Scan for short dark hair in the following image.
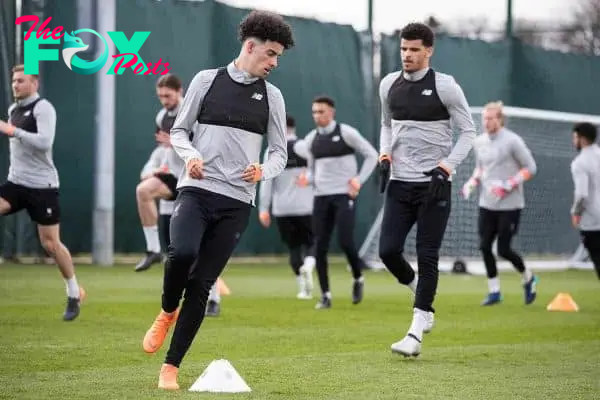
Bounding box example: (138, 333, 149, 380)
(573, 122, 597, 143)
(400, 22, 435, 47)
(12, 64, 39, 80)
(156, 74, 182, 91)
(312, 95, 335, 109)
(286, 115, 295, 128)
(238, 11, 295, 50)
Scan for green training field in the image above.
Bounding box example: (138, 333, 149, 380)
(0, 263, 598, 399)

--

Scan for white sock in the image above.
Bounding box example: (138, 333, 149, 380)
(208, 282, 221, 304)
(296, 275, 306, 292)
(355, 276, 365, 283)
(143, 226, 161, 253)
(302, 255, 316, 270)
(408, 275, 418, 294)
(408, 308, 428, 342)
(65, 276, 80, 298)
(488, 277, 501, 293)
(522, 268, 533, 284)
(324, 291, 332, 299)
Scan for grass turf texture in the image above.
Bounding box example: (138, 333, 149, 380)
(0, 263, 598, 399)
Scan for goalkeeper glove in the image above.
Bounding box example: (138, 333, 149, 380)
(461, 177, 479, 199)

--

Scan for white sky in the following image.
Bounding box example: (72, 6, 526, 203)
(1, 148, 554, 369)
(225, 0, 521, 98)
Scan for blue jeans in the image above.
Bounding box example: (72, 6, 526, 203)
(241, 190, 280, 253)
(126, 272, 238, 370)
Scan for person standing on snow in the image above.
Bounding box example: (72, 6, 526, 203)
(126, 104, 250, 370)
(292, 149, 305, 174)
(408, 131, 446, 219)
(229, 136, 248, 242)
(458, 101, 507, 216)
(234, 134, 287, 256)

--

* _Exercise instructions_: Given the records above, return exactly the lines starting at the line containing "Scan for white sky in the following image." and ending at the line containing "Scan for person", including both.

* _Output for this task_:
Scan for white sky in the following image.
Bounding box example: (72, 6, 526, 203)
(1, 148, 554, 369)
(225, 0, 521, 98)
Scan for blue jeans in the image above.
Bounding box example: (72, 6, 526, 203)
(241, 190, 280, 253)
(126, 272, 238, 370)
Scan for person standing on snow in the image above.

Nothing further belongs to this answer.